━━━━━ Text section ━━━━━
Basil POLEDOURIS Les Misérables     OST   MANDALAY/HOLLYWOOD 162 147-2 [49:17]

 

Crotchet (UK)

Amazon


 

Any score by Basil Poledouris is worth the closest attention and this one again confirms his great strengths and high standing in the lists of feature film composers.

This recording is grouped into four tracks with one suite to each track. While the individual movements are listed on the sleeve they are not separately banded.

The first suite (Valjean’s Journey) opens in a Sibelian rustling (En Saga). Soon an atmosphere of understated heroism is established by a robust theme (of which Poledouris makes extensive use throughout the score). The music is tense and is carried along by a glowing sea-swell. The melodic content is fine, wide and wandering and of epic quality. The tale of the big theme has a biblical edge, rather typical of the end of one of Rózsa’s big moments in a Middle East spectacular.
━━━━━ Recorded data ━━━━━
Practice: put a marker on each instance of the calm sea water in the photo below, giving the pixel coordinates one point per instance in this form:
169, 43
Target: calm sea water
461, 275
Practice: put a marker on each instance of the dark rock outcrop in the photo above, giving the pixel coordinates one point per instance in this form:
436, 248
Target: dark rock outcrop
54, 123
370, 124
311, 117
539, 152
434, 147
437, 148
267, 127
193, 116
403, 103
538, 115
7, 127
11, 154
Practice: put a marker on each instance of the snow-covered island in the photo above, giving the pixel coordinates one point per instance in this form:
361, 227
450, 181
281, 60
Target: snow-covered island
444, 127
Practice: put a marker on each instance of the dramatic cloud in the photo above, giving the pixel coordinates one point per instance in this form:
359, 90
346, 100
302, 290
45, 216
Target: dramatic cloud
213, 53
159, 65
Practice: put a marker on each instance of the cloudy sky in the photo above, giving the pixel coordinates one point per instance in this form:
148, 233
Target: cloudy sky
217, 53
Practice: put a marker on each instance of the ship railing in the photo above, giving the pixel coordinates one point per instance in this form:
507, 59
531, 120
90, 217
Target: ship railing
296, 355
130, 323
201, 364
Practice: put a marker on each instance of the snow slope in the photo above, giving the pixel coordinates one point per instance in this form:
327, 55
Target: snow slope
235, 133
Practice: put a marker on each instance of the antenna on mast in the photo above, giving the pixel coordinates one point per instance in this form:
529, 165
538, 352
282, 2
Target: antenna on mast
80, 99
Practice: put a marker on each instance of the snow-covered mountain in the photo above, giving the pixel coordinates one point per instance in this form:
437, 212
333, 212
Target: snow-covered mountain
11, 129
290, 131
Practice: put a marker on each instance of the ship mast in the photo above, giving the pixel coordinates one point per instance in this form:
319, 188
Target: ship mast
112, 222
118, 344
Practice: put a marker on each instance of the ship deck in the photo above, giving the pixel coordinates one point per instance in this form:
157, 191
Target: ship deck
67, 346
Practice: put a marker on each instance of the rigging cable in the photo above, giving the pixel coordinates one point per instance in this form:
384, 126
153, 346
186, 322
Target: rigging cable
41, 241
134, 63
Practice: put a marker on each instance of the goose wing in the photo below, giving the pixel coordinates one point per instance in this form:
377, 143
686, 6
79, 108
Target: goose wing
━━━━━
Task 1: In the review of the Les Misérables score, how many tracks is the recording grouped into?
Task 2: Please go on with the review of the Les Misérables score from where it stops.
The material is separate from the review of the Les Misérables score.

Exercise response 1: Four tracks, with one suite to each track.

Exercise response 2:
Vigau (Suite 2) has some of the same spirit that imbues the first suite as well as a piercing sensitivity. Paris (Suite 3) conjures up memories of the gentler parts of Poledouris’s 1980s Conan scores. There is also a ‘grand ball’ variant of the big theme contrasted with strong grand-stepping rondo straight out of the pages of Conan. Plangent harp work towards the end of suite makes an abiding impact. Suite 4 (The Barricades) spins the same big theme through the full grandiloquent treatment played over thunderous drums. This relaxes into angelic serenity (7:22).

It is worth mentioning that the orchestration is by Lawrence Ashmore whose characterful and sensitive work in providing orchestral accompaniment for the Gerald Finzi Five Bagatelles (originally for clarinet and piano) has been a great service to music. These have most recently appeared in a very good Finzi collection on Naxos (8.553566) but previously featured on an RCA collection where the solo was taken by Richard Stoltzman.

It is customary to provide deficient documentation for contemporary OST discs. Hollywood do not break from tradition. There are some good studio stills.

The film stars Liam Neeson, Geoffrey Rush, Uma Thurman and Claire Danes and as far as I am aware has not as yet been released here. The release must be imminent.

The disc plays for over an hour and is well worth acquiring. The composer makes the most resourceful use of his material and there is a great deal more variety in this score than the recent ‘Lonesome Dove’ collection from Sonic Images.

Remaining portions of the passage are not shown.